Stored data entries
● ● ●
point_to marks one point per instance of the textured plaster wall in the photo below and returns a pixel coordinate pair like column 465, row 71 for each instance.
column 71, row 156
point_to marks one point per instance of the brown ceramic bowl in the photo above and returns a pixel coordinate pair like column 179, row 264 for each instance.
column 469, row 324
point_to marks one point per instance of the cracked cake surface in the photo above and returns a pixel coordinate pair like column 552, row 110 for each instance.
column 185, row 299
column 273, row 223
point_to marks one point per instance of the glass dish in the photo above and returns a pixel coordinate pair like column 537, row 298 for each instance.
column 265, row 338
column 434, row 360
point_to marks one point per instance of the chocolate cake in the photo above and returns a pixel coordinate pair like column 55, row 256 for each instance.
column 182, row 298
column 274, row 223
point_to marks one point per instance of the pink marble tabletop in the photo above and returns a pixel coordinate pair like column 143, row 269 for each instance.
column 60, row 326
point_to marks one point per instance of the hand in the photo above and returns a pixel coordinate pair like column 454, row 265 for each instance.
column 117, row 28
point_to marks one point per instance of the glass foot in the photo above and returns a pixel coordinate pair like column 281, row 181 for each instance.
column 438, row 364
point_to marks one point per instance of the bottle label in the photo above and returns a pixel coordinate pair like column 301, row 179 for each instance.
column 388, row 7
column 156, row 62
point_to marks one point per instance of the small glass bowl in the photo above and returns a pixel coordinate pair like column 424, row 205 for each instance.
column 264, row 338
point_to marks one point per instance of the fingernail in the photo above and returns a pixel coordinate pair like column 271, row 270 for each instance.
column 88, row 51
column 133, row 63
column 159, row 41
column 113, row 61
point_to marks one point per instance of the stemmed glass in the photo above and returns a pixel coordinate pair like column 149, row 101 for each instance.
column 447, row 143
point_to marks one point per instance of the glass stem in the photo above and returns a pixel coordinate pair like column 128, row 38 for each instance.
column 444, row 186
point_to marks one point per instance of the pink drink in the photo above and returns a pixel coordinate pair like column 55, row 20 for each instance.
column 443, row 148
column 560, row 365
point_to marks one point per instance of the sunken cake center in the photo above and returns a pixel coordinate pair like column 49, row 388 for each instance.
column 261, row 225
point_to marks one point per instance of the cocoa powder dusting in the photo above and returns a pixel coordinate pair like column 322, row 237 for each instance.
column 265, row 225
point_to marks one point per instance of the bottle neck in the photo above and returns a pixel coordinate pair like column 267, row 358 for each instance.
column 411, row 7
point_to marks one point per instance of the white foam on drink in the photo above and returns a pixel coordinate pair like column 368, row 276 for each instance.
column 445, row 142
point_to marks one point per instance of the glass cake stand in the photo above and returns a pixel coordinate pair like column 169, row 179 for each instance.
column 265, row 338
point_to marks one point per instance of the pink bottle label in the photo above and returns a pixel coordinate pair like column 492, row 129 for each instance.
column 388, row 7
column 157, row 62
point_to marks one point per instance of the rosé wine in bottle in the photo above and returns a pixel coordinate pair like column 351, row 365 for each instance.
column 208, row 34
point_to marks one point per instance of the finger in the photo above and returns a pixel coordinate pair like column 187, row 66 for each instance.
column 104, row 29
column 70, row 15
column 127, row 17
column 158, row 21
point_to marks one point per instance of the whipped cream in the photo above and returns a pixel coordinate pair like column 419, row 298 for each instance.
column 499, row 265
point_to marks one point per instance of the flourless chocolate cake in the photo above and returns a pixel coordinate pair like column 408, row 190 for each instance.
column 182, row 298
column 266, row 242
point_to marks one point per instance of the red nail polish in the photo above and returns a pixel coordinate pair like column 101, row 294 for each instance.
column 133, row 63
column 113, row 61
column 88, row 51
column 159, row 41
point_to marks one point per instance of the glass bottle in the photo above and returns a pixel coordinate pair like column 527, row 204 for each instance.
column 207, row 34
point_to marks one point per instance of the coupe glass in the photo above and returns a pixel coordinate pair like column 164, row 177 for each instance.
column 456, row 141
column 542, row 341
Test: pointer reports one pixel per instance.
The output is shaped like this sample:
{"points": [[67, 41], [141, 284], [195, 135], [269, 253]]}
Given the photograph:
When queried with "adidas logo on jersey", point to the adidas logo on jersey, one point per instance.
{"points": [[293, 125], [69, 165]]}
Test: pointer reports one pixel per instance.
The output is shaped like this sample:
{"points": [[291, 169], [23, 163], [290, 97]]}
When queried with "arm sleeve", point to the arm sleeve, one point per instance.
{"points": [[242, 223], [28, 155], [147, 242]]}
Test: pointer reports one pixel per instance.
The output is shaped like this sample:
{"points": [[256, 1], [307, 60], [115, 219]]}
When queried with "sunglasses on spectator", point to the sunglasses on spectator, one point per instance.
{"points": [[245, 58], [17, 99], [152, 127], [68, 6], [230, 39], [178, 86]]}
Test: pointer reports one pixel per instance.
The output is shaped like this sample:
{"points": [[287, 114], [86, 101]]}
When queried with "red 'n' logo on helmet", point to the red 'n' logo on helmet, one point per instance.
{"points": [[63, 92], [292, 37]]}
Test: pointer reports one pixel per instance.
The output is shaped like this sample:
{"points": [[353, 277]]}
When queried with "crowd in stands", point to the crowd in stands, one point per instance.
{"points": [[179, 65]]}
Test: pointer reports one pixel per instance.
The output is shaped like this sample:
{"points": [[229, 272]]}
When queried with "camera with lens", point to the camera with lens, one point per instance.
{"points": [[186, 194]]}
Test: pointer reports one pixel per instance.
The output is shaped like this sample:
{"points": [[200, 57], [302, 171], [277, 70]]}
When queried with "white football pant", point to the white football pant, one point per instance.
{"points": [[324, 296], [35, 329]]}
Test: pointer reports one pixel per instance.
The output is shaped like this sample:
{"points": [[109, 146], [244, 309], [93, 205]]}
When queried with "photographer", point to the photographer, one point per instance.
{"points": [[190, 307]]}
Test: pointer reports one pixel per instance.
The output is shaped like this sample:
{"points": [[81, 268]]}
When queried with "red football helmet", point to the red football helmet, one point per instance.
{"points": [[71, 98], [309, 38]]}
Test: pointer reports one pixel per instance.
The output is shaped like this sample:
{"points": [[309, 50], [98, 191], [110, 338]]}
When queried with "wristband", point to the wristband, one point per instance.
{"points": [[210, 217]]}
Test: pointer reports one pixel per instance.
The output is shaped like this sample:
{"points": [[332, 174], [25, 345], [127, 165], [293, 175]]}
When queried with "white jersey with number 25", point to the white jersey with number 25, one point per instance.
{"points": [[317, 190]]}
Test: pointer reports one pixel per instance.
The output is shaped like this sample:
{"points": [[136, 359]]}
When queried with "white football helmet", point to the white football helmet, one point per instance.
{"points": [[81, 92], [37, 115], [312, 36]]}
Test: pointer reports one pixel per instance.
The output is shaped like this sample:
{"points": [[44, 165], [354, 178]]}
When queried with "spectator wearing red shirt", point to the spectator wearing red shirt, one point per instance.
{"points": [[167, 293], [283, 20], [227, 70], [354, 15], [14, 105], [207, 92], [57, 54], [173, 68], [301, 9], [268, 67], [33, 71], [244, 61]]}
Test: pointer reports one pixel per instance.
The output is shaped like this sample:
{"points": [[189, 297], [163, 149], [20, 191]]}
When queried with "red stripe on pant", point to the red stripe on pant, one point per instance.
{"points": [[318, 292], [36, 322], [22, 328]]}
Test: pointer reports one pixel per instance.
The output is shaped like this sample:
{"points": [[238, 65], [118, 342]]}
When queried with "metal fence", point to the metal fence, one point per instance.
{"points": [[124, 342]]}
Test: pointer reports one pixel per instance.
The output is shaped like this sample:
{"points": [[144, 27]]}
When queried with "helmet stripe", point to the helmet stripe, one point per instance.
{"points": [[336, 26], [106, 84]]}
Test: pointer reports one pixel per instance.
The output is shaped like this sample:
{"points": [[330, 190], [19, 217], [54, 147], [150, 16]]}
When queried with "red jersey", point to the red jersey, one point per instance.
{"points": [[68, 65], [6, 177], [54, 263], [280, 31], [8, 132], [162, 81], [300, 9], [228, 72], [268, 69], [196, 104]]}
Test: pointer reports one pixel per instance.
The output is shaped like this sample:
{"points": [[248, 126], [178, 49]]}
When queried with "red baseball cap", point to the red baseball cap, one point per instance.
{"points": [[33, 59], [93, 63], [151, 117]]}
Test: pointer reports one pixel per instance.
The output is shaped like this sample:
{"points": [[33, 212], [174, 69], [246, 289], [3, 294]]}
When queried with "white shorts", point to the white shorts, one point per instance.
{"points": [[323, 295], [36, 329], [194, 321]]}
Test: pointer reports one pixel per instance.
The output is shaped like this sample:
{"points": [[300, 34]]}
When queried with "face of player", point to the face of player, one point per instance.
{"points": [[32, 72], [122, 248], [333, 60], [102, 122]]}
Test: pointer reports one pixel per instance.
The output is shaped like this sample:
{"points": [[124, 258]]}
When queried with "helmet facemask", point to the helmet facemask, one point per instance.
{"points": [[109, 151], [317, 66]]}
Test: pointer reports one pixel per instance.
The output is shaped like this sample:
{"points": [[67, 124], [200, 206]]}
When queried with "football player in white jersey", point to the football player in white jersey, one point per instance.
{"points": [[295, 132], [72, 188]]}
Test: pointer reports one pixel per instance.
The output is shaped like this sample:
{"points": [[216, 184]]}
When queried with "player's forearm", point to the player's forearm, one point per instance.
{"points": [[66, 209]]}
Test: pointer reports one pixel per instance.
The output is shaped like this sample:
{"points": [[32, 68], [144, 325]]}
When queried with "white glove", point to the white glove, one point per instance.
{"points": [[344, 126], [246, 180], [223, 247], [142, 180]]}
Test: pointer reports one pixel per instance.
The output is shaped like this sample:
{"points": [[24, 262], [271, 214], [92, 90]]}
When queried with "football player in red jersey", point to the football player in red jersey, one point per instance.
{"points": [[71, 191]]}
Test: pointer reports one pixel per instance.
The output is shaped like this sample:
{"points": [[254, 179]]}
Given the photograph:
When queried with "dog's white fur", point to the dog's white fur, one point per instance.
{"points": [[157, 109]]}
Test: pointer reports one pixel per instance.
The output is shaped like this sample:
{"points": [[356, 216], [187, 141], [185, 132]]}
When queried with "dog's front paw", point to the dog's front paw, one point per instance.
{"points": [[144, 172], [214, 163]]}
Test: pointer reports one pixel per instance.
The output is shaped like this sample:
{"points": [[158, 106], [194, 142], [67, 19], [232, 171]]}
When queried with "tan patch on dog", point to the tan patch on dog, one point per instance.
● ● ●
*YOUR OBJECTIVE*: Exact copies of the line with "glove, one point per instance." and of every later line in the entries make up the whole answer.

*PROBLEM SOLUTION*:
When queried with "white glove", point to the white glove, one point per instance.
{"points": [[344, 126], [246, 180], [223, 247], [142, 180]]}
Test: pointer reports one pixel per instance.
The output is shaped like this sample:
{"points": [[24, 262], [271, 214], [92, 90]]}
When queried with "football player in red jersey", point to the football player in red jersey, one point per instance.
{"points": [[71, 191]]}
Test: pointer reports one pixel per instance.
The output is shaped like this sample:
{"points": [[254, 179]]}
Given the photograph:
When queried with "dog's white fur", point to the dog's white fur, one point per instance.
{"points": [[157, 109]]}
Test: pointer reports one pixel per instance.
The output is shaped like this sample:
{"points": [[356, 216], [187, 141], [185, 132]]}
When queried with "dog's front paw", point to the dog's front paw, one point per instance.
{"points": [[144, 172], [214, 163]]}
Test: pointer reports one pixel per instance.
The output is shaped like this sample:
{"points": [[158, 106], [194, 142], [67, 19], [232, 171]]}
When queried with "tan patch on dog", point to the tan patch on dog, one point per instance.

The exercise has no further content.